▶ **Task instructions**: Rewrite every line from the one containing "the blue sky." through the last line, raising each bounding-box coordinate in the answers by 6.

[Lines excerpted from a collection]

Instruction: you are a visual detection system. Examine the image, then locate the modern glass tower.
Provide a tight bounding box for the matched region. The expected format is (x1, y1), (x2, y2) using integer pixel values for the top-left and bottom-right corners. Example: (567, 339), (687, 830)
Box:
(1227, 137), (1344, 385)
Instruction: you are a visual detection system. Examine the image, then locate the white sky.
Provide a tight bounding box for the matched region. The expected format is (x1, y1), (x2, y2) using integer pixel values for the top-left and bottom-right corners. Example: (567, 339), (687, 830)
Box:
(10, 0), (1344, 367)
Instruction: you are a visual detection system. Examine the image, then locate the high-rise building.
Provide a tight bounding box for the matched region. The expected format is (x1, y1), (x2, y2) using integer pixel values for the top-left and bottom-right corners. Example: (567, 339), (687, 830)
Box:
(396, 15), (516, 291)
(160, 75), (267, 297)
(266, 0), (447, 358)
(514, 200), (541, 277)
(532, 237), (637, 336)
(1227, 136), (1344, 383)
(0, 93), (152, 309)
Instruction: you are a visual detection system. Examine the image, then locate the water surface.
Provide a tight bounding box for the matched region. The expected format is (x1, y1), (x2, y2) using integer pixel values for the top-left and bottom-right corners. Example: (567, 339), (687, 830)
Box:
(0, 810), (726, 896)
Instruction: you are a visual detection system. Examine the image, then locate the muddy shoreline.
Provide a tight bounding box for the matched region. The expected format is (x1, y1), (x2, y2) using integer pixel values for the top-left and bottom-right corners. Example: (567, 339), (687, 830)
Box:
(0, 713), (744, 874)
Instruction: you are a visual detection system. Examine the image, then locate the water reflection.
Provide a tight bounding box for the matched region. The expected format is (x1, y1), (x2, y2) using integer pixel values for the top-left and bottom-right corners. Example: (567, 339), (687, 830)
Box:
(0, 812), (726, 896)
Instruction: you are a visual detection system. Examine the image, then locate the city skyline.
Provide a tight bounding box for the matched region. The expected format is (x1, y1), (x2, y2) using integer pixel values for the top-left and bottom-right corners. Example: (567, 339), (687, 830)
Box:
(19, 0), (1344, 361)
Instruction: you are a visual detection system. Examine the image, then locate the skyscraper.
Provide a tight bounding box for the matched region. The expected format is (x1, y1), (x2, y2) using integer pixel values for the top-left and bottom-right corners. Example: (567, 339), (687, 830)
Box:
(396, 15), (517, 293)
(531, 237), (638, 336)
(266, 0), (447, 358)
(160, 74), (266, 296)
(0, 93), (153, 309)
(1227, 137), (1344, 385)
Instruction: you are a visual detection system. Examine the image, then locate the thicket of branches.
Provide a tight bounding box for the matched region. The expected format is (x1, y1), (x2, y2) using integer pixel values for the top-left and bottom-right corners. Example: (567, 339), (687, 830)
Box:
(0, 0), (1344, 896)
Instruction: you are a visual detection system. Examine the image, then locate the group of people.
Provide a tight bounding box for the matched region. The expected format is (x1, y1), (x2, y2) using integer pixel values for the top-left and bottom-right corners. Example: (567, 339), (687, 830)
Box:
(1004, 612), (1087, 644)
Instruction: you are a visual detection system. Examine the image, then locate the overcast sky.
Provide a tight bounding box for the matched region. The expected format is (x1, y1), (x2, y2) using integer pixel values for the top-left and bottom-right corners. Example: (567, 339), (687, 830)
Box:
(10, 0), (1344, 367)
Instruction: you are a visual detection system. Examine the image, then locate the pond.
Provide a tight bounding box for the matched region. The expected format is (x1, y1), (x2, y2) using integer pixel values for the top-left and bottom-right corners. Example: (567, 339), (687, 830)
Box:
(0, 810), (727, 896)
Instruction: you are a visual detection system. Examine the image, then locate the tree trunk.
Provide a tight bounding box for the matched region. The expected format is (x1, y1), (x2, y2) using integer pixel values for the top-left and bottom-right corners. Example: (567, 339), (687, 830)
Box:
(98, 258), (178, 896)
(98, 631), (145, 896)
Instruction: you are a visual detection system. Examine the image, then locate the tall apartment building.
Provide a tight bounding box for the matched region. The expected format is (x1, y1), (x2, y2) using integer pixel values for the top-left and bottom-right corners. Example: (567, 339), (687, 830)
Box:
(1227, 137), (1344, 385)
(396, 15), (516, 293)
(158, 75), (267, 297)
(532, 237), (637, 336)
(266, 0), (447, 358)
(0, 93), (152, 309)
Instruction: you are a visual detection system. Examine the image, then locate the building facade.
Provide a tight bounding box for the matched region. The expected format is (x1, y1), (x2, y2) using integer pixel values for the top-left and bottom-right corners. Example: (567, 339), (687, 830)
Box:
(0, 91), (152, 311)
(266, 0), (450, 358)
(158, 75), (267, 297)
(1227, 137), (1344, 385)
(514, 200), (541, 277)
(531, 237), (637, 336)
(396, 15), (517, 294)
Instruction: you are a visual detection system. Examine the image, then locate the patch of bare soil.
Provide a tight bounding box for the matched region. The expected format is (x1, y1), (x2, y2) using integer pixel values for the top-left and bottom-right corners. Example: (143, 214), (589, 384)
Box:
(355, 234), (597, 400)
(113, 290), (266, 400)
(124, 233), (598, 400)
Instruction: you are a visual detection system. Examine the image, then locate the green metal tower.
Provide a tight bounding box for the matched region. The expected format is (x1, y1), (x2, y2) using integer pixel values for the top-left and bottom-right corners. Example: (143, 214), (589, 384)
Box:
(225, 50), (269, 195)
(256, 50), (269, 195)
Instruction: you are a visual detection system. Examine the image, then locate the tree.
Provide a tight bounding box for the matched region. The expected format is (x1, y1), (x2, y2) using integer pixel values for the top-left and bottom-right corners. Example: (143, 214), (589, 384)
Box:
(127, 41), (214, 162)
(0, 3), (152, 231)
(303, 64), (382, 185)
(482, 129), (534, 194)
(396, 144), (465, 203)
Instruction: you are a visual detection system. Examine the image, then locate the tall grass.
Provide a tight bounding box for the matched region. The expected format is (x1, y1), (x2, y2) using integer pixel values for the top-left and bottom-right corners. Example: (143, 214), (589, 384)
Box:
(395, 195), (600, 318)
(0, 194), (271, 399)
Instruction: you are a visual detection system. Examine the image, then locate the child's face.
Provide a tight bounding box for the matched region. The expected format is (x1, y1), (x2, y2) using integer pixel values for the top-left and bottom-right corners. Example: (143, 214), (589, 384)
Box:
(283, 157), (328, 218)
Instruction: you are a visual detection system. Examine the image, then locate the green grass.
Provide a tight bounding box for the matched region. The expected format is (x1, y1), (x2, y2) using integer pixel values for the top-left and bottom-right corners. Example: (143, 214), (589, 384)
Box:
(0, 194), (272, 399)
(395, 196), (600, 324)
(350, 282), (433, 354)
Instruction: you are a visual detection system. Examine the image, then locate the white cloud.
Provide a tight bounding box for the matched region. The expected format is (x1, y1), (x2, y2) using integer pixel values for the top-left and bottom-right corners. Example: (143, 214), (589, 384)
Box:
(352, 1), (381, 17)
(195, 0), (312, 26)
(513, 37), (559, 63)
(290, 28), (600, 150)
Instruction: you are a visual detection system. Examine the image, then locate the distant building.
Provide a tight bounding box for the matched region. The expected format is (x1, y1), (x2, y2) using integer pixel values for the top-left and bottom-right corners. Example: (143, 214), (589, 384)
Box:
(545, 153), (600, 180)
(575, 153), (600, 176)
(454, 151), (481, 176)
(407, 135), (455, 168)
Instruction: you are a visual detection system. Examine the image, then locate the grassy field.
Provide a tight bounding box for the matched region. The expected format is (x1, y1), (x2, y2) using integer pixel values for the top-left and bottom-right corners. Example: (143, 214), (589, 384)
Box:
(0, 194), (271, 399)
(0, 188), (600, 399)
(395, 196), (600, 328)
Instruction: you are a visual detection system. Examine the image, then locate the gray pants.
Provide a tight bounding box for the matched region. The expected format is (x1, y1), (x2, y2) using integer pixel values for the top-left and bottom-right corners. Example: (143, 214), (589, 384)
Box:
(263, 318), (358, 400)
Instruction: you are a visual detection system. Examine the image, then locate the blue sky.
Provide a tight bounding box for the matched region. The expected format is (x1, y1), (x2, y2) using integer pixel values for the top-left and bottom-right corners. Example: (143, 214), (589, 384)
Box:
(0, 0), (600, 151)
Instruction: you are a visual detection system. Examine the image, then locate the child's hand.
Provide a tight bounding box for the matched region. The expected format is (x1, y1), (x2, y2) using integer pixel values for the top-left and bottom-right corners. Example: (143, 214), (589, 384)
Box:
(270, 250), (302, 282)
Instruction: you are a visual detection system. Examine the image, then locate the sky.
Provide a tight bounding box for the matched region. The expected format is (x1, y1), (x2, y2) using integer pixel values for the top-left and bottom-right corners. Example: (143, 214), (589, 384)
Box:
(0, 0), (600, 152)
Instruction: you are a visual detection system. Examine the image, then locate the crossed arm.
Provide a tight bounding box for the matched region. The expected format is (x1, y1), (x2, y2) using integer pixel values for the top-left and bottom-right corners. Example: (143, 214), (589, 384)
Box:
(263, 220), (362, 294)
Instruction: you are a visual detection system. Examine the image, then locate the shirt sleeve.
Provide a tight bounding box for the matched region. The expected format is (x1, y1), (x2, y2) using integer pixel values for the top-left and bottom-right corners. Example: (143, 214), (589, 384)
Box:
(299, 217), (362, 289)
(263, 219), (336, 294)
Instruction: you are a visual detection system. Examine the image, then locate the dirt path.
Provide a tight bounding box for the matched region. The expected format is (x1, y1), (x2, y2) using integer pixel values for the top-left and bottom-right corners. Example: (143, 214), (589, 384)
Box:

▶ **Exercise result**:
Instruction: you are a visual detection system. Examine the image, then locate the blue sky.
Provide a tight bounding box for the matched region. The expected format is (x1, y1), (x2, y2) using integer pixel values for the top-left and bottom-right corners. Example: (143, 214), (589, 384)
Box:
(6, 6), (606, 157)
Instruction: you are a visual detection system. Examine the image, then locate the child's hand.
Provide a tight bounding box for the matched region. The expected format is (x1, y1), (x2, y2) using integer pixel values for the top-left and bottom-right corners. Example: (143, 214), (589, 384)
Box:
(276, 256), (308, 288)
Instruction: you are a visual detection system. Examine the image, then locate the sky.
Provide a tight bounding box for the matched region. The expected format is (x1, y1), (x2, y2) using integer pixel values for the top-left and bottom-right corners. Example: (143, 214), (589, 384)
Box:
(6, 6), (606, 158)
Instruction: you are a visual detection system. Examine the image, then locate the crossed arm.
Provide a tight bounding box for the matched region. The expected format is (x1, y1), (x2, y2) using integer pixel values for the top-left and bottom-right corners. Example: (143, 214), (589, 384)
Box:
(269, 226), (368, 300)
Instruction: you are a visual detection system. Examine the image, then locate the shirt sleeve.
Provide a tight bounding box for the matched region. The expected format is (x1, y1), (x2, y2) using integer pixel values for the top-left and bottom-right corners. Example: (143, 214), (589, 384)
Box:
(305, 223), (368, 295)
(269, 225), (342, 300)
Instruction: you are a visual detection system. Examine the image, then locate the dirt path.
Provide a tight bounding box for the matched region. The expected format is (x1, y1), (x2, y2) using integer pixel values for the top-left and bottom-right corners. Example: (143, 214), (589, 384)
Box:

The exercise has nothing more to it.